INPUT DATA:
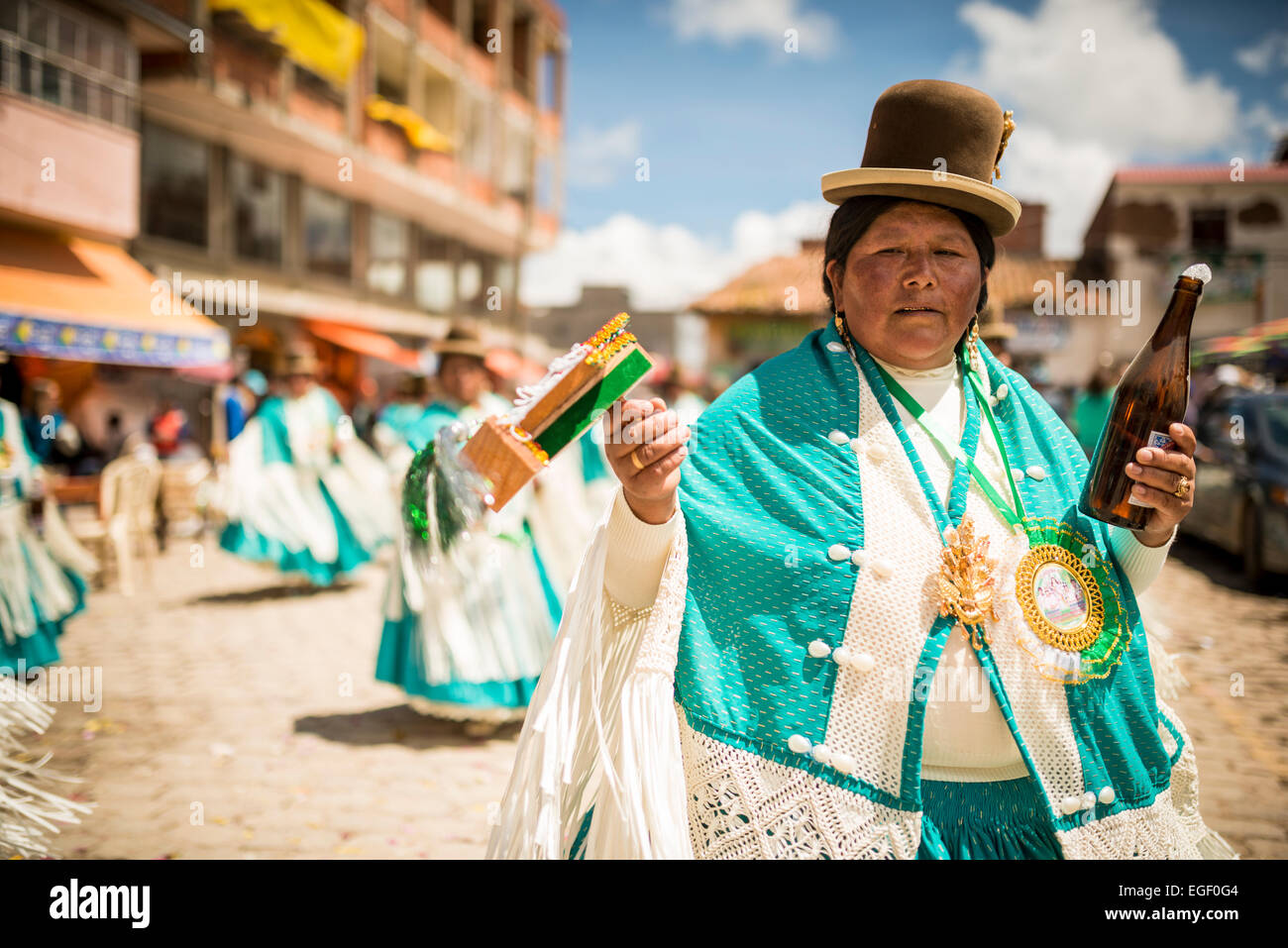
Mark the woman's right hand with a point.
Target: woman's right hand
(645, 430)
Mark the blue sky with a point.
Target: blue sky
(737, 132)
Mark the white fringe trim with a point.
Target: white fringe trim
(29, 805)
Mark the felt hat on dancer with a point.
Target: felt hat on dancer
(299, 359)
(462, 339)
(936, 142)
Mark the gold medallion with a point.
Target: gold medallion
(1060, 597)
(966, 581)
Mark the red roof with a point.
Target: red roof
(1198, 174)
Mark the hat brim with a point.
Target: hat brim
(999, 210)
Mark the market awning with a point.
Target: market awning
(420, 132)
(368, 343)
(71, 298)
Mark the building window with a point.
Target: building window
(545, 183)
(505, 273)
(327, 233)
(1207, 228)
(469, 282)
(386, 272)
(548, 81)
(433, 277)
(258, 210)
(516, 168)
(174, 179)
(67, 59)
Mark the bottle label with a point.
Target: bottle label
(1157, 440)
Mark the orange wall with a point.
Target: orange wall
(94, 168)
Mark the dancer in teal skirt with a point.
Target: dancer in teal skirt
(467, 636)
(38, 591)
(300, 491)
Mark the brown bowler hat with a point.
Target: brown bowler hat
(938, 142)
(462, 339)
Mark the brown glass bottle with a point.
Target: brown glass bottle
(1153, 395)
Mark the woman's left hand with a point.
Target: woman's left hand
(1158, 474)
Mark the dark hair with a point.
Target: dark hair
(857, 214)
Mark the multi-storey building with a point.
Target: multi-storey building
(1154, 222)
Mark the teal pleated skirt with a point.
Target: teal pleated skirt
(351, 553)
(1004, 819)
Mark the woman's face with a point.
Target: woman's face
(910, 286)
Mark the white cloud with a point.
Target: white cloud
(729, 22)
(1262, 119)
(1080, 115)
(664, 265)
(1261, 56)
(597, 158)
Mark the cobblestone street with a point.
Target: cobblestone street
(240, 717)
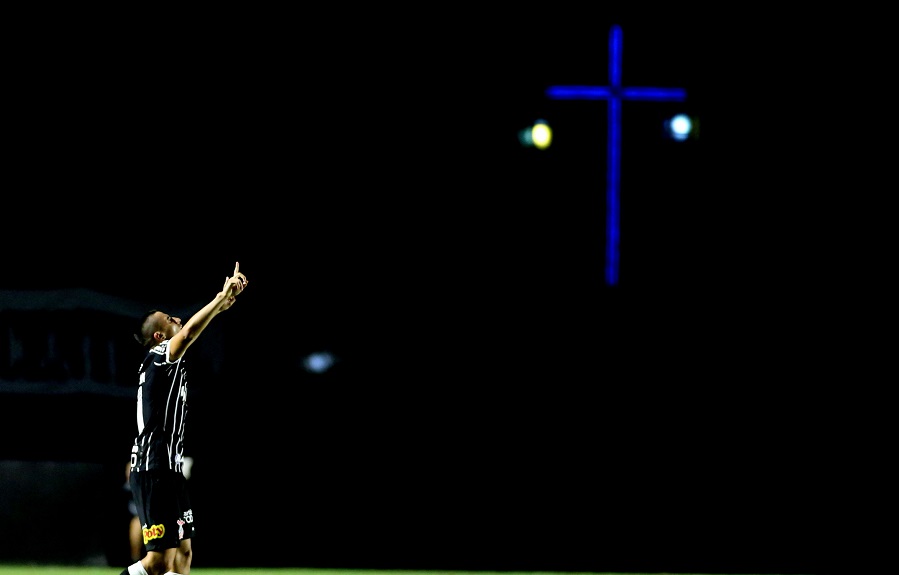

TO DO: Copy out the lines above exactly, leaving out the pictures.

REPLY:
Mark the woman's right hand with a point.
Target: woman's right hand
(645, 430)
Mark the blue sky with a point.
Target: blue sky
(737, 132)
Mark the white fringe trim with a point.
Target: white fringe trim
(29, 805)
Mark the felt hat on dancer with a point.
Target: felt hat on dancer
(299, 359)
(462, 339)
(936, 142)
Mark the gold medallion with a point.
Target: gold medallion
(1060, 597)
(966, 581)
Mark the red roof with a point.
Target: red roof
(1198, 174)
Mark the hat brim with a point.
Target: hat brim
(999, 210)
Mark the market awning with a point.
Target: market awning
(420, 132)
(368, 343)
(71, 298)
Mark the building window with a point.
Target: building window
(545, 183)
(505, 273)
(327, 233)
(1207, 228)
(469, 282)
(386, 272)
(548, 81)
(433, 277)
(258, 210)
(516, 168)
(174, 179)
(67, 59)
Mark the bottle label with a point.
Target: bottle label
(1157, 440)
Mark the orange wall with a point.
Target: orange wall
(94, 168)
Mark the dancer in teal skirt with a point.
Target: dancer in teal skirt
(467, 636)
(38, 591)
(300, 491)
Mark the brown bowler hat with a point.
Target: brown bowler hat
(938, 142)
(462, 339)
Mark the brown glass bottle with a point.
Target: brown glass bottle
(1153, 395)
Mark the woman's left hand with a point.
Target: woman's left hand
(1158, 474)
Mark the dark hair with a point.
Target: dark hair
(857, 214)
Mark the multi-storey building with a point.
Target: multi-storey building
(1154, 222)
Mark the teal pleated skirt with a point.
Target: teal pleated skirt
(351, 553)
(1004, 819)
Mark the woman's face with a point.
Target: woman's face
(910, 286)
Mark the white cloud with a point.
Target: white cloud
(729, 22)
(1262, 119)
(1080, 115)
(664, 265)
(1261, 56)
(597, 158)
Mark the cobblestone street with a point.
Target: cobblestone street
(240, 717)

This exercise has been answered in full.